(Excerpts from a dataset)
= Beginning of Section =
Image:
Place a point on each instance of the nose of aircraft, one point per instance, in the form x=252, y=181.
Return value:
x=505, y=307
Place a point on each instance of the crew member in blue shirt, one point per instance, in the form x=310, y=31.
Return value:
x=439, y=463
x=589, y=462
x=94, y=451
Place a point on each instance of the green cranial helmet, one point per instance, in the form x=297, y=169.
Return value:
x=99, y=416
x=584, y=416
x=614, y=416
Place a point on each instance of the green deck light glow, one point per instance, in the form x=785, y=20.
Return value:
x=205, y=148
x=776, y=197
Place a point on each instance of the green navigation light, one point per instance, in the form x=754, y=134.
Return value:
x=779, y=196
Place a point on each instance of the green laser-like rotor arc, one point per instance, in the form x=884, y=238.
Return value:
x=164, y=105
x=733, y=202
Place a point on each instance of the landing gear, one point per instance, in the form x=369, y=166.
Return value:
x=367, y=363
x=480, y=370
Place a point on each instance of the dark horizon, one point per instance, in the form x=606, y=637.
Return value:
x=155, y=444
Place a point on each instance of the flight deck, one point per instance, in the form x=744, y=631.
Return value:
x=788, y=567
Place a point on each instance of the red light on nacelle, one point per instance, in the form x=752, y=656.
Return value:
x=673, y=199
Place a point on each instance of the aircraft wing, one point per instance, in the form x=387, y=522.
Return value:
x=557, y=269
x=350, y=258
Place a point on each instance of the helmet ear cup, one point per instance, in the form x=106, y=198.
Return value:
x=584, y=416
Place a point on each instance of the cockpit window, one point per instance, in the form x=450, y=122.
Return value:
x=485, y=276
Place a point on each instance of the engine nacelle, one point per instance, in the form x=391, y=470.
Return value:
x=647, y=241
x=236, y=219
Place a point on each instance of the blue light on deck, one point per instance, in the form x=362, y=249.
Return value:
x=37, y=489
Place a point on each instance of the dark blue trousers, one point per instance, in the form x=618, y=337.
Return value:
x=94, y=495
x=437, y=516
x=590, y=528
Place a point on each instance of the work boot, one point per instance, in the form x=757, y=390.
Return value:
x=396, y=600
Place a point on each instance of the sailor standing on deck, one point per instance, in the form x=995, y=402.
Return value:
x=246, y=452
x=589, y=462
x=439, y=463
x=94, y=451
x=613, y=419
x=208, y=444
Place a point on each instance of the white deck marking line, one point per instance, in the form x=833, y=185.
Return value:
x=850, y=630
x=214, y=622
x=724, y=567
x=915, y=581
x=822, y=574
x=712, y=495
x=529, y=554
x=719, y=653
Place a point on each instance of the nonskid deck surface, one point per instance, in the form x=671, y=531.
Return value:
= End of Section =
ABOUT THIS TASK =
Give the records above again in full, keeping every character unchanged.

ANSWER TO THIS TASK =
Image:
Place a point on each instance of the nose of aircraft, one point per instance, in the form x=252, y=181.
Return value:
x=505, y=307
Place a point on each instance of the crew member in blue shirt, one point per instance, in the form x=310, y=31.
Return value:
x=439, y=463
x=589, y=462
x=94, y=451
Place a point on each instance of the green cranial helmet, one point per instance, in the form x=297, y=169.
Return value:
x=99, y=416
x=584, y=416
x=614, y=416
Place a point on each instance of the green deck light glow, one point per instance, in the form x=785, y=20.
Return value:
x=205, y=148
x=776, y=197
Place a point on each instance of the green navigation light, one point per instance, in the form x=754, y=134.
Return value:
x=779, y=196
Place a point on each instance of the green laser-like rotor arc, one point per instance, in the form x=884, y=238.
Return value:
x=164, y=105
x=733, y=202
Place a point on each instance of the landing gear, one point per instance, in the form x=369, y=166.
Return value:
x=367, y=363
x=480, y=370
Place a point on each instance of the dark horizon, one point per instance, in the form x=606, y=637.
Return value:
x=155, y=444
Place a point on each instance of the flight deck, one point per instance, in the form x=744, y=631.
Return value:
x=788, y=567
Place a point on each instance of the red light on nacelle, one point per instance, in the form x=752, y=656.
Return value:
x=673, y=199
Place a point on each instance of the aircraft wing, one point per instance, in the form x=387, y=522.
Return value:
x=557, y=269
x=350, y=258
Place a point on each instance of the helmet ear cup, one point per instance, in the form x=106, y=198.
Return value:
x=584, y=416
Place a point on each instance of the cockpit window, one point per instance, in the form x=450, y=122.
Return value:
x=485, y=276
Place a point on each instance of the engine nacelle, one point per instance, in the form x=391, y=470.
Return value:
x=647, y=241
x=236, y=219
Place a point on each instance of the blue light on deck, one point per instance, in the form x=362, y=249.
Return value:
x=37, y=489
Place a point on each instance of the dark blue trousers, one point per instance, in the form x=618, y=337.
Return value:
x=94, y=495
x=437, y=516
x=590, y=528
Place a point on each instance of the work boot, one point per instance, in the form x=757, y=390.
Return value:
x=396, y=600
Place a point on each instance of the sailor standing on deck, one point per instance, in the form x=995, y=402.
Return value:
x=246, y=452
x=589, y=462
x=439, y=463
x=94, y=451
x=613, y=419
x=208, y=444
Place a point on each instance of the white deck marking line, one point per instance, in the form x=833, y=185.
Return value:
x=850, y=630
x=214, y=622
x=724, y=567
x=915, y=581
x=822, y=574
x=712, y=495
x=529, y=554
x=719, y=653
Place a point on each instance of the nonskid deck surface, one point per instance, in the form x=671, y=531.
Return value:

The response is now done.